#### Consigne
Relevez, s'il vous plaît, toutes les lignes de la liste ci-dessous qui contiennent le mot « ridge » et recopiez-les.

#### Données fournies

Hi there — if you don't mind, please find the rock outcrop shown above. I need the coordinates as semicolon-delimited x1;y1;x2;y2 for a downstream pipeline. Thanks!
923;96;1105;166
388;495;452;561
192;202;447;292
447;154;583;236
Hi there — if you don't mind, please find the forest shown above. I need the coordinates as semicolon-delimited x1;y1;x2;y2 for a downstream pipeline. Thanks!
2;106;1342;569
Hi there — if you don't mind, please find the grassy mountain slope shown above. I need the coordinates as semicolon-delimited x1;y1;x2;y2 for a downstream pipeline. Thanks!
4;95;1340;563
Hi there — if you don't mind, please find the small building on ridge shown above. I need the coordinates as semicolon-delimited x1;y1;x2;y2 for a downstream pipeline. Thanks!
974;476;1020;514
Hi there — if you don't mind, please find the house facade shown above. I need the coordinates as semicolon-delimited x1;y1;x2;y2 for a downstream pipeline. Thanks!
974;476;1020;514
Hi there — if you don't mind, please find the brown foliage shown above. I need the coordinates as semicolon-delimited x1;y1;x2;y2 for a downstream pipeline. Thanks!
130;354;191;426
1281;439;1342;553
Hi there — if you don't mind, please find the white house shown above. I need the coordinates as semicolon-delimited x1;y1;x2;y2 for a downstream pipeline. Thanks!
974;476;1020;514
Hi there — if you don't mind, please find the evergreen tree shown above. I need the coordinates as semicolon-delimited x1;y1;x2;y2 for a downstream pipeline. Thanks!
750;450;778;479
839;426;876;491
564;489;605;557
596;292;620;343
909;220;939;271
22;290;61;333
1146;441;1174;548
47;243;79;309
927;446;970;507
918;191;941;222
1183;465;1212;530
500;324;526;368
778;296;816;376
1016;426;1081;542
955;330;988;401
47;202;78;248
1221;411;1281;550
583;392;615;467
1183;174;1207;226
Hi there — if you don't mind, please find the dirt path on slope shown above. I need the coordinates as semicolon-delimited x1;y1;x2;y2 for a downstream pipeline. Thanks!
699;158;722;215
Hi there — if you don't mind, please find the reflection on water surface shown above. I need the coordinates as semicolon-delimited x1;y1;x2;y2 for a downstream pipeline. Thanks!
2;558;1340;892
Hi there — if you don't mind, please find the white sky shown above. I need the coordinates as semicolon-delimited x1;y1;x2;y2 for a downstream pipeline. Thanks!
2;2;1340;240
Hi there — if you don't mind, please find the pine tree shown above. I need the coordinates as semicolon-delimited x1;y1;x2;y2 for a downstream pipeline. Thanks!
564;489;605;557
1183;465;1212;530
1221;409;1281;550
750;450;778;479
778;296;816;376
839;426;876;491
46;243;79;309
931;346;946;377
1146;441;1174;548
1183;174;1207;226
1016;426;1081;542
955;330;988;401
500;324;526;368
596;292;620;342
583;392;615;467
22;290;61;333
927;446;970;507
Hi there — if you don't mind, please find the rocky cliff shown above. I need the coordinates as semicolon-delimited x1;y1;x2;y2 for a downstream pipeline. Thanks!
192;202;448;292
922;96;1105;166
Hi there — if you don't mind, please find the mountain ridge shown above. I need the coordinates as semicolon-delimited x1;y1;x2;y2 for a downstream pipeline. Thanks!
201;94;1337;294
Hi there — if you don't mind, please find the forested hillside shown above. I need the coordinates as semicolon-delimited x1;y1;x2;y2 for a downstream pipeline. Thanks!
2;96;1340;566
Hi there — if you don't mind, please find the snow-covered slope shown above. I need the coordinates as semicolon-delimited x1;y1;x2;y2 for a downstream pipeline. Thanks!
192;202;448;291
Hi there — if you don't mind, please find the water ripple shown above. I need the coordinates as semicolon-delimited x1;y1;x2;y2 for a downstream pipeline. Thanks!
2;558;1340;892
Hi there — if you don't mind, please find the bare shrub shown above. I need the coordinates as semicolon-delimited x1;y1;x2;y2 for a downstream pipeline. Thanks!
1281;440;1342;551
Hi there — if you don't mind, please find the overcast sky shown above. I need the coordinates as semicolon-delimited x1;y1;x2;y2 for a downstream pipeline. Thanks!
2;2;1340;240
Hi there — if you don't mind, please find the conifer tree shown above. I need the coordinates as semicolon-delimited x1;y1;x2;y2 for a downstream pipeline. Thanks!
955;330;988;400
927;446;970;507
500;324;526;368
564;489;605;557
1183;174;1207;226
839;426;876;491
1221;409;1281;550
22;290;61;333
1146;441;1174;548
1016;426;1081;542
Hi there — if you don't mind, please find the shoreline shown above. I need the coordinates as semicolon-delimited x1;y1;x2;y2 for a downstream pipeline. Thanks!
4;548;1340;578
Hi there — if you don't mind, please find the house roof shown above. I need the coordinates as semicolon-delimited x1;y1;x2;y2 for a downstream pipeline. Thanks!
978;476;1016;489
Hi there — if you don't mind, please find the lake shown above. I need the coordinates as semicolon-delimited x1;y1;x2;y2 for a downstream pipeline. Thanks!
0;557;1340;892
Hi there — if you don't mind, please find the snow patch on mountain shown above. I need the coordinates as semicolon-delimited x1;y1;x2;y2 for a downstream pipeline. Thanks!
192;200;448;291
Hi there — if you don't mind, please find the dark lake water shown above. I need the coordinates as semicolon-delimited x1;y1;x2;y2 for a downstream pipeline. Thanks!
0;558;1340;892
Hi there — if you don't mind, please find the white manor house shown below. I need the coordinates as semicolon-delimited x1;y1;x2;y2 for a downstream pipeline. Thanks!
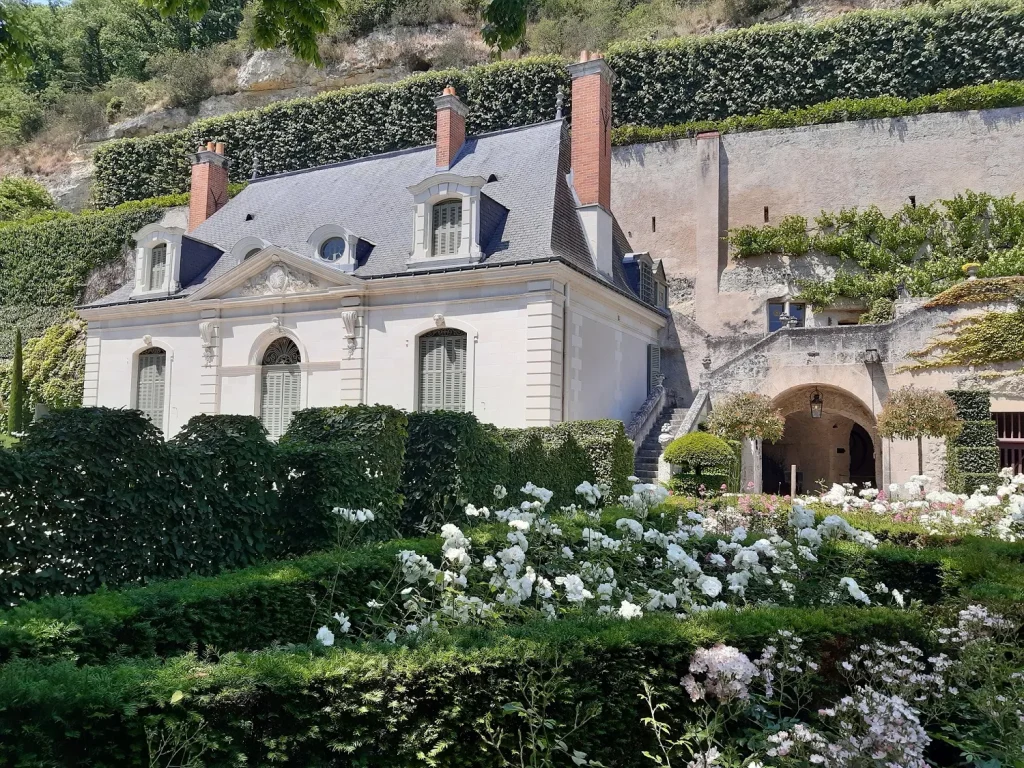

#### Solution proposée
Hi there — if you don't mind, please find the small building on ridge shown above. I need the coordinates as semicolon-delimited x1;y1;x2;y2 for a downstream pipeline. Thanks!
Hi there — if you don't mind, please find the mountain ridge shown above. I need the coordinates as semicolon-delimited x1;y1;x2;y2 for a downstream pipeline. Thanks!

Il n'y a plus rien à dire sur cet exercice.